(Stated problem 1)
In the passage on Vulkano memory allocation, change "toolbox" to "kit" and write out the part between "Expand description" and "very error-prone code.", inclusive.

(Reading text)
Expand description
In Vulkan, suballocation of DeviceMemory
is left to the application, because every
application has slightly different needs and one can not incorporate an allocator into the
driver that would perform well in all cases. Vulkano stays true to this sentiment, but aims to
reduce the burden on the user as much as possible. You have a toolbox of suballocators to
choose from that cover all allocation algorithms, which you can compose into any kind of
hierarchy you wish. This way you have maximum flexibility while still only using a few
DeviceMemory
blocks and not writing any of the very error-prone code.
If you just want to allocate memory and don’t have any special needs, look no further than the
StandardMemoryAllocator
.
Why not just allocate DeviceMemory
?
But the driver has an allocator! Otherwise you wouldn’t be able to allocate DeviceMemory
,
right? Indeed, but that allocation is very expensive. Not only that, there is also a pretty low
limit on the number of allocations by the drivers. See, everything in Vulkan tries to keep you
away from allocating DeviceMemory
too much. These limits are used by the implementation to
optimize on its end, while the application optimizes on the other end.
Alignment
At the end of the day, memory needs to be backed by hardware somehow. A memory cell stores a single bit, bits are grouped into bytes and bytes are grouped into words. Intuitively, it should make sense that accessing single bits at a time would be very inefficient. That is why computers always access a whole word of memory at once, at least. That means that if you tried to do an unaligned access, you would need to access twice the number of memory locations.

(Data)

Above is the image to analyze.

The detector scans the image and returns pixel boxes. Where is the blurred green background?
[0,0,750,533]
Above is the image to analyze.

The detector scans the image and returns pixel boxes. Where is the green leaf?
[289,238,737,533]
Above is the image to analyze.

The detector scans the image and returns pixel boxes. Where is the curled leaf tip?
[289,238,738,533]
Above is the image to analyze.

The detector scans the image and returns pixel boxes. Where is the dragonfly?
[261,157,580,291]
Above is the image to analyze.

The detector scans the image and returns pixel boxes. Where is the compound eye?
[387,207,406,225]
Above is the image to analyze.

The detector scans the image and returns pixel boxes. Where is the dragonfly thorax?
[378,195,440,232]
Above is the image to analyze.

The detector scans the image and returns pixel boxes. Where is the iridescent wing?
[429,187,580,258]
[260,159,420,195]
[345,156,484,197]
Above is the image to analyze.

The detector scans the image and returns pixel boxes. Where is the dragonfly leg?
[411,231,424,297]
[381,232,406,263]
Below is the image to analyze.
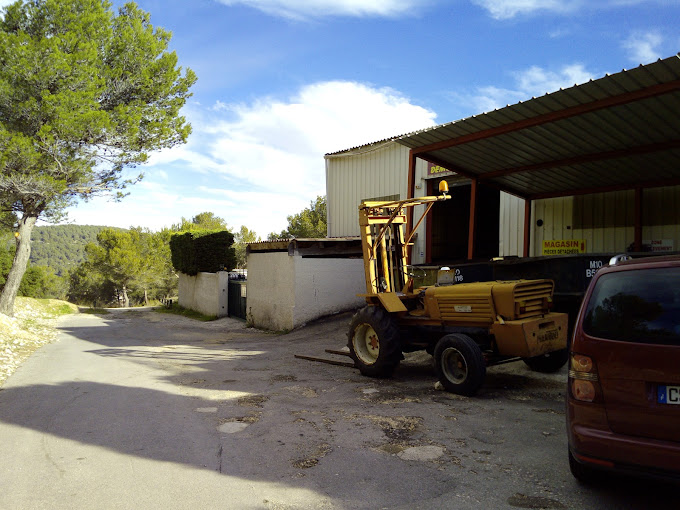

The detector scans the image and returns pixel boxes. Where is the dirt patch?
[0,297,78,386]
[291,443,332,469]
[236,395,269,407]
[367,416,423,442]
...
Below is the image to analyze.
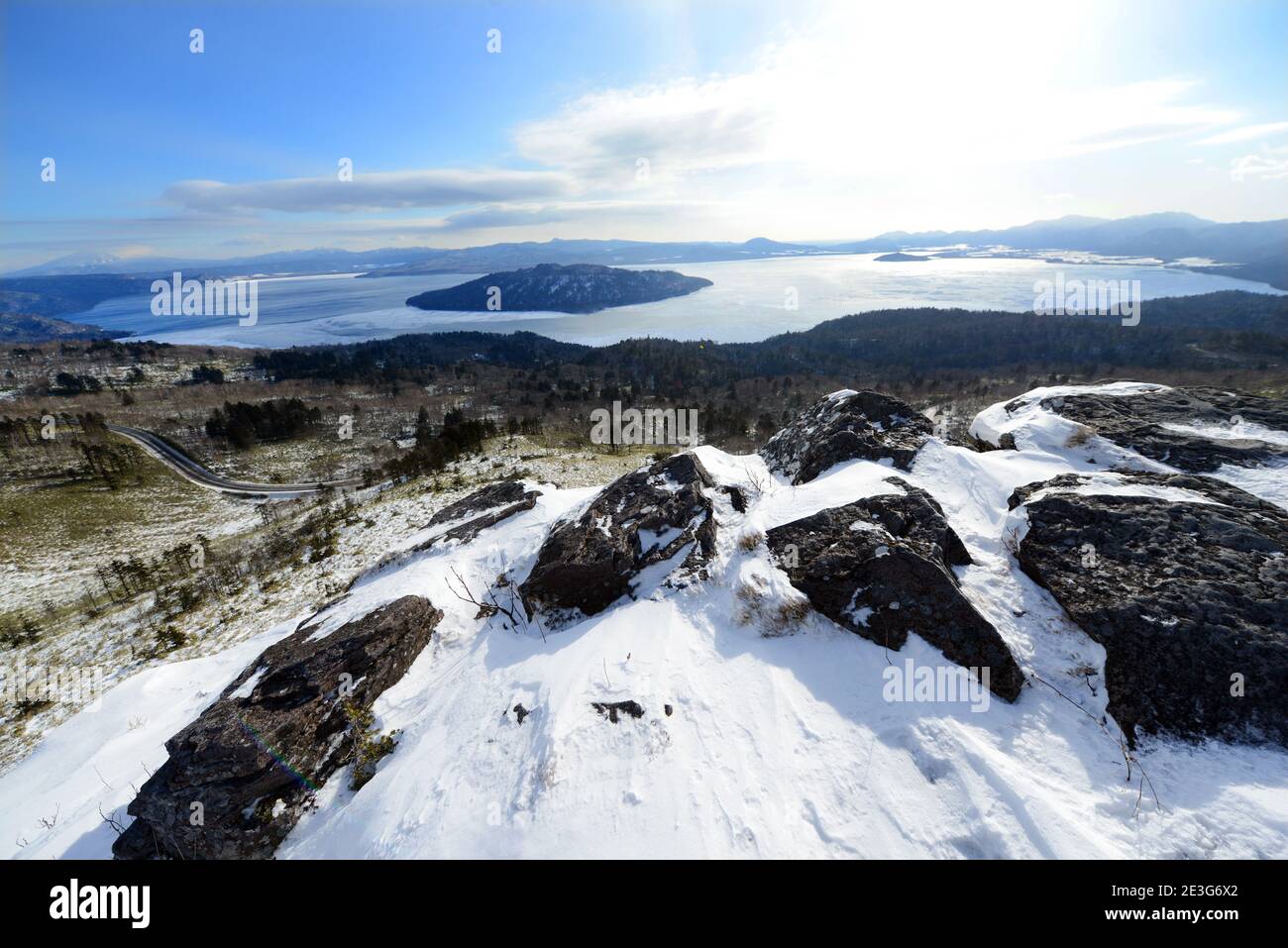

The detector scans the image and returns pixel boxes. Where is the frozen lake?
--
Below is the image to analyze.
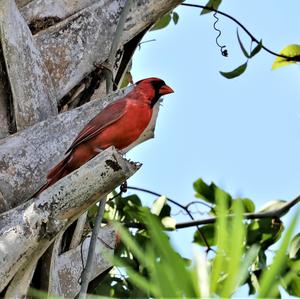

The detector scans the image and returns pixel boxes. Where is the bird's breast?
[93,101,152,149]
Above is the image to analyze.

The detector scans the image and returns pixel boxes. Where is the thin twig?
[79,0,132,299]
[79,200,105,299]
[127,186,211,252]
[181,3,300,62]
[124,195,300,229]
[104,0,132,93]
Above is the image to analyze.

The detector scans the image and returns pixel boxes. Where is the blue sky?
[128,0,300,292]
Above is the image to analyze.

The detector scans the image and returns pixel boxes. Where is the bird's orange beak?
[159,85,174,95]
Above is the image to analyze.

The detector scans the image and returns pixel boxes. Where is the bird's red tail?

(Stated problem 2)
How many lines of the listing contain the string "dragonfly", with case counting? Reply with the number alone.

(Complete answer 1)
Expand description
In Vulkan, suballocation of DeviceMemory
is left to the application, because every
application has slightly different needs and one can not incorporate an allocator into the
driver that would perform well in all cases. Vulkano stays true to this sentiment, but aims to
reduce the burden on the user as much as possible. You have a kit of suballocators to
choose from that cover all allocation algorithms, which you can compose into any kind of
hierarchy you wish. This way you have maximum flexibility while still only using a few
DeviceMemory
blocks and not writing any of the very error-prone code.

(Complete answer 2)
3